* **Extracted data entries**
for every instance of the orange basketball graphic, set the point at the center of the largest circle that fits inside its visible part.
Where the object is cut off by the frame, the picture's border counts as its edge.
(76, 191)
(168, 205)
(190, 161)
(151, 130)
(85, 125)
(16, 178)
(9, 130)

* **Exercise aim**
Starting with the line that contains "Where the object", return each line through the last one of the data above, exactly as written and nothing more.

* **Output**
Where the object is cut off by the frame, the picture's border counts as its edge.
(76, 191)
(168, 205)
(190, 161)
(151, 130)
(85, 125)
(16, 178)
(9, 130)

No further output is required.